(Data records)

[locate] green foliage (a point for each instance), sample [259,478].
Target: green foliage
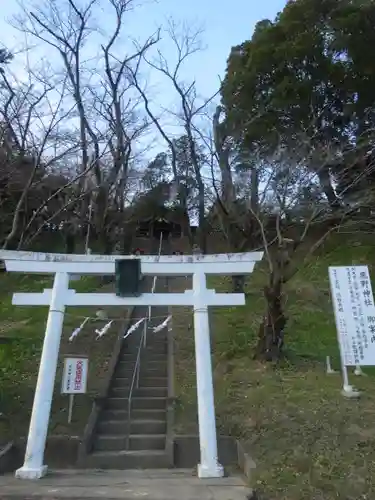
[305,81]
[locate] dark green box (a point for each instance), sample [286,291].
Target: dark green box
[128,277]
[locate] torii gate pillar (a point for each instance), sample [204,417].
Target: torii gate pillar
[209,465]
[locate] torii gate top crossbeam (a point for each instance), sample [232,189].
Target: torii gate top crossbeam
[165,265]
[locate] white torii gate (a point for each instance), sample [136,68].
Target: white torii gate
[65,265]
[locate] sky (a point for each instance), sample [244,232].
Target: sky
[224,26]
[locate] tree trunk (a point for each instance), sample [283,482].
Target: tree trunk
[271,330]
[326,185]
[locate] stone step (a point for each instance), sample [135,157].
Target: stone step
[137,403]
[139,459]
[114,427]
[144,392]
[156,370]
[141,414]
[155,347]
[143,382]
[145,363]
[145,357]
[118,442]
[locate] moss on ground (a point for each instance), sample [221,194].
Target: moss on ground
[19,360]
[308,441]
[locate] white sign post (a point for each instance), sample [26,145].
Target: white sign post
[355,318]
[74,379]
[63,265]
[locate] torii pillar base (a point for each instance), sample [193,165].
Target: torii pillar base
[31,473]
[207,472]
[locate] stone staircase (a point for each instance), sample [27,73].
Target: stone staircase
[146,447]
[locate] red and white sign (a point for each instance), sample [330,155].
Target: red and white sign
[75,376]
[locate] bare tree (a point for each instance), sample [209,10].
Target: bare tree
[109,121]
[185,41]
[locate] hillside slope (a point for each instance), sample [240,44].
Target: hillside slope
[308,441]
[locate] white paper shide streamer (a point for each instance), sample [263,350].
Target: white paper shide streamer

§ **Assignment**: All of the data above should be quoted exactly, except for the pictures.

§ **Response area**:
[locate] green foliage (a point for each instance), sample [259,478].
Target: green foliage
[305,81]
[locate] dark green box (a point for each instance), sample [286,291].
Target: dark green box
[128,277]
[locate] torii gate pillar (a point for each instance), sample [204,417].
Target: torii gate pillar
[209,465]
[locate] torii gate top crossbeam (a point for each instance), sample [232,189].
Target: torii gate top crossbeam
[165,265]
[locate] white torii gate (a point for each instance), sample [136,68].
Target: white torii gate
[65,265]
[locate] sky (a point for each instance), sample [244,232].
Target: sky
[224,26]
[locate] tree trunk (a point for each instance), sample [283,482].
Target: tree trunk
[271,330]
[326,185]
[locate] stone step (a point for each instance), sample [135,157].
Target: stone step
[137,403]
[139,459]
[114,427]
[144,392]
[156,370]
[141,414]
[155,347]
[143,382]
[145,363]
[145,357]
[118,442]
[locate] moss on ground (a point for each instance), sample [221,194].
Target: moss on ground
[19,360]
[308,441]
[locate] white sign post (a point for each instance), sample [26,145].
Target: white sign post
[355,318]
[74,379]
[63,265]
[locate] torii pillar base (a point for each instance), sample [193,165].
Target: torii pillar base
[31,473]
[207,472]
[locate] stone staircase (a point for each instance), sample [27,73].
Target: stone staircase
[146,447]
[locate] red and white sign (a point for each instance), sample [330,155].
Target: red and white sign
[75,376]
[locate] bare tree (a point for each instance), sample [209,10].
Target: bare tree
[109,121]
[185,41]
[locate] hillside slope (a point for each instance), sample [240,44].
Target: hillside slope
[308,441]
[locate] white paper shide streamer (a point for each instance), sample [263,350].
Target: white paper shide streamer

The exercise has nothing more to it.